__元の文書__:

________________________________________

10年後に若者に食人の儀式をしているところを発見します。命がけで救ってくれたクルーソーに、彼は忠誠を誓うのです。クルーソーは、助けた日の金曜日に因み、フライディ(Friday)との名前を付けました。フライディにキリストの教えを説くと共に、クルーソー自身の信仰も強くゆるぎないものになります。
更に3年の月日が過ぎ、肉食人種のスペイン人捕虜と蛮人を発見。救った2人の内、一人がフライディの父だったのです。他の島に残るスペイン人を呼ぶため、フライディの父を一端島へ戻します。
1-4.無人島からやっと脱出するクルーソーたち
月日が経ち、無人島に一隻のイギリス船がやってきます。船内で反乱が起きており、実権を握った反逆者が、船長を島に置き去りにし船を乗っ取ろうとしていました。クルーソーたちは船長たちを助け、反逆者から船を奪い故郷へと帰るのです。
これで、28年と2ヶ月19日にも及ぶ無人島での生活にピリオドが打たれました。出身地のヨーク市を訪れるも、両親は亡くなっていたのです。彼も死んだものとされており、遺産もなく途方にくれます。でも、昔の仲間たちに助けられ、また以前経営していたブラジル農園の権利を取り戻せたことから大金持ちになりました。更に家庭を持ちますが、妻の死後に放浪癖から、甥の船に乗ってまた冒険の旅にでるのです。
2.『ロビンソン・クルーソー』とは?
この物語は、自然な語り口で物語に入り込みやすく、読者が主人公に感情移入できるエッセンスが散りばめられています。無人島での孤独と絶望感だけでなく、次に何が起こるかハラハラドキドキさせられること請け合いです。それでは、『ロビンソン・クルーソー』の魅力をご紹介します。

________________________________________

__提供データ__:
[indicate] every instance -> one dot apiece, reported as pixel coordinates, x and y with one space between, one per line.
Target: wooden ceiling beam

________________________________________

__やること__:
『ロビンソン・クルーソー』を紹介する文章の続きを、最後の文の後から書き進めてください。 データはこの作業には一切関係しません。

__記述回答__:
2-1.ベストセラーとなった『ロビンソン・クルーソー』
『ロビンソン・クルーソー』は、実に長い名前で『ロビンソン・クルーソーの生涯と不思議な冒険(正式名称:ヨークの船乗りロビンソン・クルーソーの障害と奇妙で驚くべき冒険)』と呼ばれています。デフォーがこの小説をいつ書いたのか分かっていませんが、1719年4月に初版本が出版されると、売り切れ続出の大好評でした。翌5月9日に再販され、6月6日には更に増版されます。八折判で5シリングという良心的な価格で、航海記の流行が追い風となり、ベストセラーになったようです。
デフォーは、執筆活動で好調な作品の続編を出版する傾向があり、3ヶ月後には第二部の『ロビンソン・クルーソーのさらなる冒険』を出版。更に1920年8月には、あまり有名ではありませんが、第三部『ロビンソン・クルーソーの障害と不思議な冒険の真面目な省察』を出版しています。デフォーは、第三部を続編というより、単体で読んで欲しかったようです。